* TEXT SHOWN *

Ngram Extraction

Introduction

The ngram_extraction module uses nltk to split a given block of text into ngrams.

Usage

To use the module:

>>> import coast_core
>>> coast_core.ngram_extraction.function(to_use)

or:

>>> from coast_core import ngram_extraction
>>> ngram_extraction.function(to_use)

Functions

A collection of functions that can be used for splitting the article into ngrams.

coast_core.ngram_extraction.calculate_ngram_frequency_count(article_text, ngram_size, stop_list=None)

Calculate the frequency of occurances for a given ngram based on an article test :param article_text: the block of text to operate on. :param ngram_size: the degree of ngmram to be returned (eg 3 would be a tri gram) :param stop_list: list of words to be excluded from the frequency count :return: An object containing the frequency count of the n grams without ngrams included in the stop list

coast_core.ngram_extraction.generate_ngrams(article_text)

Split the given text into ngrams, returning an object that contains ngrams from one to six.

Parameters:article_text – the block of text to operate on.
Returns:An object containing all ngrams up to 6 in the following structure:
{
    "unigrams": [list of unigrams],
    "bigrams": [list of bigrams],
    "trigrams": [list of trigrams],
    "fourgrams": [list of fourgrams],
    "fivegrams": [list of fivegrams],
    "sixgrams": [list of sixgrams]
}

Excerpts from a pointing dataset:

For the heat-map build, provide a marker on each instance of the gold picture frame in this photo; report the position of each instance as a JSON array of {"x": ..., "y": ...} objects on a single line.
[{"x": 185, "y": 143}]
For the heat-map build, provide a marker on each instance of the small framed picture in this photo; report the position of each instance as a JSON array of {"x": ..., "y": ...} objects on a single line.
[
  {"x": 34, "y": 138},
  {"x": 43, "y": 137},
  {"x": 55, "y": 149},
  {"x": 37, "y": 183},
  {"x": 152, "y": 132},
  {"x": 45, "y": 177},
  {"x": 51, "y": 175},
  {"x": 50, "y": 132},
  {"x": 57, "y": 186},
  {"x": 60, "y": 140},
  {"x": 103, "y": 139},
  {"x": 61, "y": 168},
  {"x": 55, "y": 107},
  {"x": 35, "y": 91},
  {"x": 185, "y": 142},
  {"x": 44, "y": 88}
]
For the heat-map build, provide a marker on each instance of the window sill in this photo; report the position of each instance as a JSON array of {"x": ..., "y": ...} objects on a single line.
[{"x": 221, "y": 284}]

* SET TASK *
Repeat word for word the part of the ngram extraction page that opens with the words containing "coast_core.ngram_extraction.generate_ngrams(article_text)" and closes with "Parameters:article_text – the block of text to operate on.". Rely only on the ngram extraction page, not on the items.

* SOLUTION TO THE EXERCISE *
coast_core.ngram_extraction.generate_ngrams(article_text)

Split the given text into ngrams, returning an object that contains ngrams from one to six.

Parameters:article_text – the block of text to operate on.